▸ **DATASET RECORDS**:
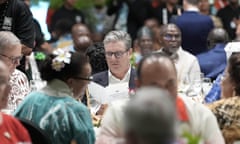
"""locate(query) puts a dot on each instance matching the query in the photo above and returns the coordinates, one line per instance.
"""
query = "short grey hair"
(114, 36)
(151, 116)
(8, 39)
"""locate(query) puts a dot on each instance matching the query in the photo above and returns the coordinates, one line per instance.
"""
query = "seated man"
(12, 132)
(194, 118)
(213, 62)
(150, 117)
(186, 64)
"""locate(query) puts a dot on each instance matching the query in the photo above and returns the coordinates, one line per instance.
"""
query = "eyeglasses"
(117, 54)
(171, 36)
(13, 59)
(82, 78)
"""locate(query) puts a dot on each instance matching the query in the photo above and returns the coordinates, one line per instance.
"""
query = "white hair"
(8, 39)
(151, 116)
(114, 36)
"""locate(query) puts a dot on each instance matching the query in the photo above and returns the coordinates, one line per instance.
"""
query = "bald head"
(4, 84)
(81, 37)
(7, 40)
(150, 116)
(217, 35)
(80, 29)
(158, 70)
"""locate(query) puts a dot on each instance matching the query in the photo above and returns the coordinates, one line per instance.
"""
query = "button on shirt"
(114, 80)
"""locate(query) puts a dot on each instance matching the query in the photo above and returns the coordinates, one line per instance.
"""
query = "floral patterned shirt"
(19, 89)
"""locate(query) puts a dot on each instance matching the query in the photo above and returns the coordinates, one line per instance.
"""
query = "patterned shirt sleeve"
(19, 89)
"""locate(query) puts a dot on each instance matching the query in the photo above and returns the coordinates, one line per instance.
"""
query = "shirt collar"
(57, 88)
(175, 56)
(195, 9)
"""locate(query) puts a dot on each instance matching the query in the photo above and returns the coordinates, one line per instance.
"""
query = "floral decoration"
(40, 56)
(62, 58)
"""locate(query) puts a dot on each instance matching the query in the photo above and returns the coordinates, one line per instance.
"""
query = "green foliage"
(55, 4)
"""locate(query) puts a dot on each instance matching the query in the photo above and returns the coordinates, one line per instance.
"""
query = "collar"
(57, 88)
(127, 75)
(181, 110)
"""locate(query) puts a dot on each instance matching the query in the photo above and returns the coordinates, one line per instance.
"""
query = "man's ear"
(130, 51)
(69, 82)
(131, 138)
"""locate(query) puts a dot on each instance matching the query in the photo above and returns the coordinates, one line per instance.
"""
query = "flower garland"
(62, 58)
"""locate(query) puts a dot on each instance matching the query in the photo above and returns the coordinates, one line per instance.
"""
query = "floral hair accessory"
(62, 58)
(40, 56)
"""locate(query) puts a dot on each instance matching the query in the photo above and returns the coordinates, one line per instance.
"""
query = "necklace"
(3, 13)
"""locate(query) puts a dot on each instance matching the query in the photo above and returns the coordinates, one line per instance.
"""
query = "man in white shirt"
(117, 45)
(187, 65)
(10, 54)
(195, 119)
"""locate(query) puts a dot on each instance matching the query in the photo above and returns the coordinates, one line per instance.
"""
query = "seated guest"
(117, 45)
(10, 54)
(186, 64)
(55, 108)
(150, 118)
(12, 132)
(194, 118)
(144, 39)
(213, 62)
(226, 110)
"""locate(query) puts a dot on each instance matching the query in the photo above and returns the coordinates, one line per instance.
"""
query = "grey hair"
(114, 36)
(151, 116)
(8, 39)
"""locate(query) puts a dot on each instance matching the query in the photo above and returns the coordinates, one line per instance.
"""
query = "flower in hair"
(62, 58)
(40, 56)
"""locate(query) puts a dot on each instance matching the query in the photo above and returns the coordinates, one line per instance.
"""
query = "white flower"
(62, 58)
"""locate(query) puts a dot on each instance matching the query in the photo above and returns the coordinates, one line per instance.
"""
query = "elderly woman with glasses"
(227, 109)
(55, 108)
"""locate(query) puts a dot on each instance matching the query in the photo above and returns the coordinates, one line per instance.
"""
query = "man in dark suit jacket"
(195, 27)
(117, 46)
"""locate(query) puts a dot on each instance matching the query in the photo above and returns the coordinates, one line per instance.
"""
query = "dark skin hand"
(26, 51)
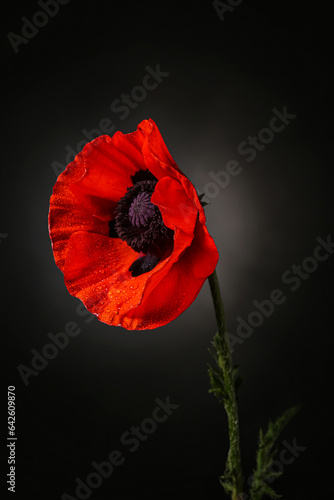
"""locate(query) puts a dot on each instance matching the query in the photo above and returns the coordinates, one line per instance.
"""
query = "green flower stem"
(232, 480)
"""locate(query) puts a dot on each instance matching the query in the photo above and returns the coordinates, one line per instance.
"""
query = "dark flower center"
(140, 224)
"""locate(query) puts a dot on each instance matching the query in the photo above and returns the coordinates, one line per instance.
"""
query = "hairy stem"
(232, 480)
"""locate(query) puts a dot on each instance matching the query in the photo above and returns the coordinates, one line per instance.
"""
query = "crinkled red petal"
(96, 267)
(107, 165)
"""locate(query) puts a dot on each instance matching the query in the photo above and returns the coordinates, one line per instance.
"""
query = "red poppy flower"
(128, 231)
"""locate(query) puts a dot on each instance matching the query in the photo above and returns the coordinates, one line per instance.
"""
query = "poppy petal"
(107, 165)
(176, 208)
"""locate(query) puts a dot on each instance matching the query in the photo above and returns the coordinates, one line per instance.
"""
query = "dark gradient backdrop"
(224, 79)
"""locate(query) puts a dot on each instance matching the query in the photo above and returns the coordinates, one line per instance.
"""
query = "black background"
(224, 80)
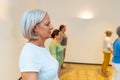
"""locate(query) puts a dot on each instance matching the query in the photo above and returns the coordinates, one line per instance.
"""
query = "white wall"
(85, 36)
(11, 40)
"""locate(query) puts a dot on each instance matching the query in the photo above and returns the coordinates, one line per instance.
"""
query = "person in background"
(56, 48)
(35, 62)
(64, 39)
(107, 51)
(116, 56)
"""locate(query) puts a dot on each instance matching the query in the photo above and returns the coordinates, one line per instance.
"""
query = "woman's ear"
(35, 29)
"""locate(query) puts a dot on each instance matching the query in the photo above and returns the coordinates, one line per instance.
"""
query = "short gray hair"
(118, 31)
(29, 20)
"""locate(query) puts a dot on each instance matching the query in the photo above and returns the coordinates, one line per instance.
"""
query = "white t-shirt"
(107, 44)
(38, 59)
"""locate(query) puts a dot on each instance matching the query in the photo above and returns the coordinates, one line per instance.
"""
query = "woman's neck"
(37, 42)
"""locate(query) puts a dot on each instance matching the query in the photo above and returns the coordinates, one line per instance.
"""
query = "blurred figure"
(35, 62)
(56, 48)
(64, 39)
(107, 51)
(116, 56)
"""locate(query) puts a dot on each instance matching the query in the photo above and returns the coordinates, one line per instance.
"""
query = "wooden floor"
(84, 72)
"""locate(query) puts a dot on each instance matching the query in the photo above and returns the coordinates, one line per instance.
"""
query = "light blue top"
(38, 59)
(116, 51)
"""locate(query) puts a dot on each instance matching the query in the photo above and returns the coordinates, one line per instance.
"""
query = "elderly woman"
(116, 56)
(35, 62)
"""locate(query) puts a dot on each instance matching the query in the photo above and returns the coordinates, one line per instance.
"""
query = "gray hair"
(29, 20)
(118, 31)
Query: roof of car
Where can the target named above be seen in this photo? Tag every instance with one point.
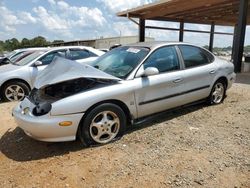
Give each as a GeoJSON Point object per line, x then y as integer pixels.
{"type": "Point", "coordinates": [156, 44]}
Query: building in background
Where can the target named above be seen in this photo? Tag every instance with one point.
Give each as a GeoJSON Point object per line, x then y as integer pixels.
{"type": "Point", "coordinates": [103, 43]}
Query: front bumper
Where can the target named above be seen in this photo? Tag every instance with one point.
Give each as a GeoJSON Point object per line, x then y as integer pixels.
{"type": "Point", "coordinates": [46, 127]}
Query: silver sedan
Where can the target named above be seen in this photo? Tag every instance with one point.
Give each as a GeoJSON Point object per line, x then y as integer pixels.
{"type": "Point", "coordinates": [96, 102]}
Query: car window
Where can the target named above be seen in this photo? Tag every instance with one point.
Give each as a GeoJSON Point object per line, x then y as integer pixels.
{"type": "Point", "coordinates": [193, 56]}
{"type": "Point", "coordinates": [121, 61]}
{"type": "Point", "coordinates": [164, 59]}
{"type": "Point", "coordinates": [76, 54]}
{"type": "Point", "coordinates": [47, 59]}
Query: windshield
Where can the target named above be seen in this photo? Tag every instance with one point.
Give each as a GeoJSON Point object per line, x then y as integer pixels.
{"type": "Point", "coordinates": [29, 58]}
{"type": "Point", "coordinates": [11, 54]}
{"type": "Point", "coordinates": [121, 61]}
{"type": "Point", "coordinates": [15, 57]}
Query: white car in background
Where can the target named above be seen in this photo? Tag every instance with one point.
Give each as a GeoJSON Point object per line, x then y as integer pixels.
{"type": "Point", "coordinates": [16, 80]}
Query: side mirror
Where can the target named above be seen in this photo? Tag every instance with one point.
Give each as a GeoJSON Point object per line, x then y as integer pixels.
{"type": "Point", "coordinates": [38, 63]}
{"type": "Point", "coordinates": [150, 71]}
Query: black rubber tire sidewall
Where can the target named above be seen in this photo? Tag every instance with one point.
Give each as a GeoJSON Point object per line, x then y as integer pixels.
{"type": "Point", "coordinates": [84, 133]}
{"type": "Point", "coordinates": [21, 84]}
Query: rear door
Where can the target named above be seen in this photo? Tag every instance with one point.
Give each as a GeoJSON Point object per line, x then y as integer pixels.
{"type": "Point", "coordinates": [199, 72]}
{"type": "Point", "coordinates": [160, 92]}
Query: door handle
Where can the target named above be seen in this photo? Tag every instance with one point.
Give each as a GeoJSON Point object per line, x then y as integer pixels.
{"type": "Point", "coordinates": [177, 80]}
{"type": "Point", "coordinates": [212, 71]}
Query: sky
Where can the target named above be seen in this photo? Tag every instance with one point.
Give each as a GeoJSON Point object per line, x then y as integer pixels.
{"type": "Point", "coordinates": [89, 19]}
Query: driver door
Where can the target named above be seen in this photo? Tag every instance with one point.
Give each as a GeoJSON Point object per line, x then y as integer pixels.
{"type": "Point", "coordinates": [160, 92]}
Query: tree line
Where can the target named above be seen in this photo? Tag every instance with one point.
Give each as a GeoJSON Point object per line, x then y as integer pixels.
{"type": "Point", "coordinates": [12, 44]}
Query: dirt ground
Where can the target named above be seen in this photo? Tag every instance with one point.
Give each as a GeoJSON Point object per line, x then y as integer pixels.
{"type": "Point", "coordinates": [196, 146]}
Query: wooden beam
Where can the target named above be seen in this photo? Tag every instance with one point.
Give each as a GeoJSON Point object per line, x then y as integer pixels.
{"type": "Point", "coordinates": [240, 35]}
{"type": "Point", "coordinates": [178, 6]}
{"type": "Point", "coordinates": [211, 40]}
{"type": "Point", "coordinates": [162, 28]}
{"type": "Point", "coordinates": [221, 6]}
{"type": "Point", "coordinates": [181, 32]}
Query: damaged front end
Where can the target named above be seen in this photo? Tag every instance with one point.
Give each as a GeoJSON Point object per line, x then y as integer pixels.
{"type": "Point", "coordinates": [64, 78]}
{"type": "Point", "coordinates": [45, 96]}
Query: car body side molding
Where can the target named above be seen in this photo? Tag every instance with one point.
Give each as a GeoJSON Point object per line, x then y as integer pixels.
{"type": "Point", "coordinates": [174, 95]}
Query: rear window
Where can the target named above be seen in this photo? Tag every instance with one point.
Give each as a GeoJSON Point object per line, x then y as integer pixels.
{"type": "Point", "coordinates": [194, 56]}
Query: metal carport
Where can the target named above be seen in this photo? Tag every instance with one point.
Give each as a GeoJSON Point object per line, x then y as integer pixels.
{"type": "Point", "coordinates": [212, 12]}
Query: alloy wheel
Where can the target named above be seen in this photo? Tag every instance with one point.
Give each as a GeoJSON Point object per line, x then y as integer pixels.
{"type": "Point", "coordinates": [218, 93]}
{"type": "Point", "coordinates": [14, 93]}
{"type": "Point", "coordinates": [104, 127]}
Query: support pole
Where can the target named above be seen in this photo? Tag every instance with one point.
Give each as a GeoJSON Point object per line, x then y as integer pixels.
{"type": "Point", "coordinates": [181, 32]}
{"type": "Point", "coordinates": [240, 35]}
{"type": "Point", "coordinates": [141, 30]}
{"type": "Point", "coordinates": [211, 41]}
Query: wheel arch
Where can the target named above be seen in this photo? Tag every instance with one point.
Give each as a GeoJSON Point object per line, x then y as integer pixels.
{"type": "Point", "coordinates": [17, 80]}
{"type": "Point", "coordinates": [119, 103]}
{"type": "Point", "coordinates": [223, 79]}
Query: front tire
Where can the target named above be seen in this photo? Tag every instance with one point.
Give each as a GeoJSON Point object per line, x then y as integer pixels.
{"type": "Point", "coordinates": [14, 91]}
{"type": "Point", "coordinates": [218, 93]}
{"type": "Point", "coordinates": [102, 124]}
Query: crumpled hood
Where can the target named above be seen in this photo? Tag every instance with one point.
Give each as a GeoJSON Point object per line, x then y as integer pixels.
{"type": "Point", "coordinates": [61, 70]}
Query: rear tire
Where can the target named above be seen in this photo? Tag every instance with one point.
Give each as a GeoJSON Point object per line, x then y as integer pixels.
{"type": "Point", "coordinates": [102, 125]}
{"type": "Point", "coordinates": [14, 91]}
{"type": "Point", "coordinates": [218, 93]}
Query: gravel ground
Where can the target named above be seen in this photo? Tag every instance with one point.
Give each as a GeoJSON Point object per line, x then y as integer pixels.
{"type": "Point", "coordinates": [196, 146]}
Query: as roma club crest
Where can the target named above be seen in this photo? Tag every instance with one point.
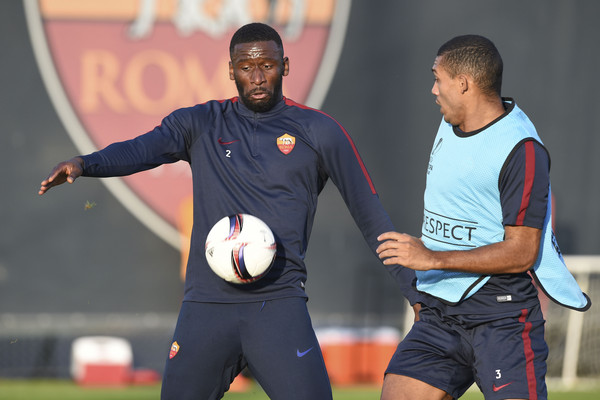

▸ **STATED TASK**: How many lines in the rows above contain the word "dark"? Reply with the number alone.

▸ **RESULT FOR THIS TASK**: 4